# [WHAT IS BEING ASKED]
Transcribe the listing exactly, leaving out every picture.
BEGIN ROWS
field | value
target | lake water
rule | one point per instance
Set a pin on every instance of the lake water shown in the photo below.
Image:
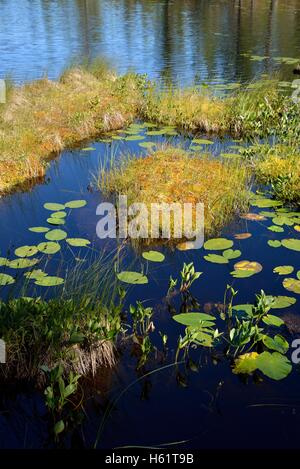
(185, 42)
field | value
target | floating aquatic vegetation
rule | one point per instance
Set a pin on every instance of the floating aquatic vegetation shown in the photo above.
(56, 235)
(283, 269)
(274, 365)
(241, 236)
(292, 284)
(55, 221)
(274, 243)
(49, 247)
(291, 243)
(49, 281)
(276, 229)
(282, 302)
(78, 242)
(253, 217)
(26, 251)
(134, 278)
(6, 279)
(153, 256)
(244, 269)
(53, 207)
(76, 204)
(22, 263)
(39, 229)
(218, 244)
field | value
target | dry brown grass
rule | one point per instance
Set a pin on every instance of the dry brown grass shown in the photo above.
(44, 117)
(172, 175)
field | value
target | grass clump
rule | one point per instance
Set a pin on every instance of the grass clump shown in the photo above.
(78, 334)
(172, 175)
(283, 173)
(44, 117)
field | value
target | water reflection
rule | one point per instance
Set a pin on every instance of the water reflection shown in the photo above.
(182, 41)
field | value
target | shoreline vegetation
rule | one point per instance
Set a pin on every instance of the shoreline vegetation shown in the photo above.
(42, 118)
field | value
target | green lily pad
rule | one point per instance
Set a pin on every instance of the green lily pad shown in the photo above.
(283, 302)
(291, 284)
(134, 278)
(39, 229)
(76, 204)
(132, 138)
(49, 281)
(290, 243)
(78, 242)
(194, 319)
(56, 235)
(35, 274)
(274, 243)
(283, 269)
(153, 256)
(59, 215)
(56, 221)
(279, 344)
(216, 259)
(6, 279)
(49, 247)
(26, 251)
(3, 261)
(271, 320)
(22, 263)
(53, 207)
(218, 244)
(232, 254)
(274, 365)
(276, 229)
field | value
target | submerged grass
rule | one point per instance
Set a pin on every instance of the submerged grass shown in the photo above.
(44, 117)
(172, 175)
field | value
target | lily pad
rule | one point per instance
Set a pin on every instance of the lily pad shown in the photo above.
(26, 251)
(53, 207)
(76, 204)
(290, 243)
(274, 365)
(278, 343)
(153, 256)
(218, 244)
(49, 281)
(194, 319)
(283, 270)
(39, 229)
(272, 320)
(22, 263)
(56, 235)
(292, 284)
(216, 259)
(134, 278)
(49, 247)
(253, 217)
(6, 279)
(56, 221)
(78, 242)
(35, 274)
(283, 302)
(246, 363)
(274, 243)
(241, 236)
(232, 253)
(276, 229)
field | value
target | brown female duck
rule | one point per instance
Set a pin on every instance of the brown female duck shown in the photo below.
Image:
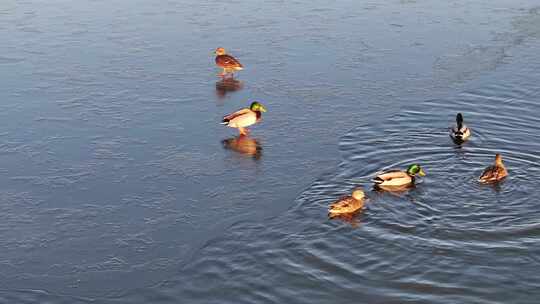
(494, 173)
(228, 63)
END ROWS
# [SOLUTION TO THIS PROBLEM]
field | value
target | lake water
rule | one point per instance
Set a pin on every instance of the lake water shown in the photo below.
Image:
(185, 42)
field | value
target | floating aquatic vegetation
rule | one point per instance
Set a pin on every instance of the floating aquatic vegetation shown in the photo above.
(56, 235)
(283, 269)
(274, 365)
(241, 236)
(292, 284)
(55, 221)
(274, 243)
(49, 247)
(291, 243)
(49, 281)
(276, 229)
(282, 302)
(78, 242)
(253, 217)
(26, 251)
(134, 278)
(6, 279)
(153, 256)
(244, 269)
(53, 207)
(76, 204)
(22, 263)
(39, 229)
(218, 244)
field | value
target | dry brown grass
rule | one point per instance
Set a pin on every instance of the dry brown grass shown in the photo above.
(44, 117)
(172, 175)
field | value
target | grass clump
rule | one point per instance
Set a pin on every instance of the grass clump shown in the photo above.
(78, 334)
(172, 175)
(283, 173)
(44, 117)
field | value
target | water reflection
rule | one point per instance
Set a pin on every instance of the water reflection shown in the photo above.
(182, 41)
field | value
target | shoreline vegetation
rule | one point per instance
Set a pin on every instance of the shoreline vegetation shown in the photo above.
(42, 118)
field | value
target | green lily pad
rule | one point per instance
Set a pin on every instance of the green lily pad shown in the photo above.
(283, 302)
(291, 284)
(134, 278)
(39, 229)
(76, 204)
(132, 138)
(49, 281)
(290, 243)
(78, 242)
(194, 319)
(56, 235)
(35, 274)
(274, 243)
(283, 269)
(153, 256)
(59, 215)
(56, 221)
(279, 344)
(216, 259)
(6, 279)
(49, 247)
(26, 251)
(3, 261)
(271, 320)
(22, 263)
(53, 207)
(218, 244)
(232, 254)
(274, 365)
(276, 229)
field | value
target | submerged grass
rule | one point per instance
Set a pin on every instance of the submerged grass shown in the photo above.
(44, 117)
(172, 175)
field | value
target | lily pad
rule | one point per instance
Set a pin on every instance of the lily pad shown in the photo above.
(26, 251)
(53, 207)
(76, 204)
(290, 243)
(274, 365)
(278, 343)
(153, 256)
(218, 244)
(49, 281)
(194, 319)
(283, 270)
(39, 229)
(272, 320)
(22, 263)
(56, 235)
(292, 284)
(216, 259)
(134, 278)
(49, 247)
(253, 217)
(6, 279)
(56, 221)
(78, 242)
(35, 274)
(283, 302)
(246, 363)
(274, 243)
(241, 236)
(232, 253)
(276, 229)
field | value
target | brown female duck
rule | one point per instance
Set a pin on every instance of the brown female duck shown in the photo below.
Image:
(494, 173)
(228, 63)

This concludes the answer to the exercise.